■ Exercise requirements
Look below for the line containing "Where can you spot the tall"; write out that line and each one after it to the end, exactly, and nothing else.

Listed records below:

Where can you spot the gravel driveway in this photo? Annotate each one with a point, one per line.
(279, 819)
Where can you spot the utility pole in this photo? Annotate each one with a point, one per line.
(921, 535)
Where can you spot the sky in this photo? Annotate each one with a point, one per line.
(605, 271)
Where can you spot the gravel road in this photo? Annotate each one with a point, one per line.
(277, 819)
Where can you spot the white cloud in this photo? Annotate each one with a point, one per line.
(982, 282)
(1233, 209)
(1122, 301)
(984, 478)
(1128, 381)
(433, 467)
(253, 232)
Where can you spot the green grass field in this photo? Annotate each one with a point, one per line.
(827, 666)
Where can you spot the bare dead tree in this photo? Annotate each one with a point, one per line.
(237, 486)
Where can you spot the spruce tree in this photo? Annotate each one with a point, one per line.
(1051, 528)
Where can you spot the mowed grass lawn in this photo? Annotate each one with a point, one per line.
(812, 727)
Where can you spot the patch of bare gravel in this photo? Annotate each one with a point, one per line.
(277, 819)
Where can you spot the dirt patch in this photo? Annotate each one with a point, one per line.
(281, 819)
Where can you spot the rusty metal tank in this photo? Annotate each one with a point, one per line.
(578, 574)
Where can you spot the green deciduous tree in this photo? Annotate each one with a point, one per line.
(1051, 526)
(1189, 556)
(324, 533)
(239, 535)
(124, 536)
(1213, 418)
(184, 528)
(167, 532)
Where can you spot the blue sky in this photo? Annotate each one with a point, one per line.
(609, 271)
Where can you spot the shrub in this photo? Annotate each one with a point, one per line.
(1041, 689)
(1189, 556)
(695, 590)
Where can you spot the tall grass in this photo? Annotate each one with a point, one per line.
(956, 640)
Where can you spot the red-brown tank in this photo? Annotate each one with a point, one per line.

End of Listed records.

■ Solution to the problem
Where can you spot the tall grass in this photo? Annotate each one with a point, one per line.
(956, 640)
Where can you spot the red-brown tank in this photo? Annotate each one with a point, one per line.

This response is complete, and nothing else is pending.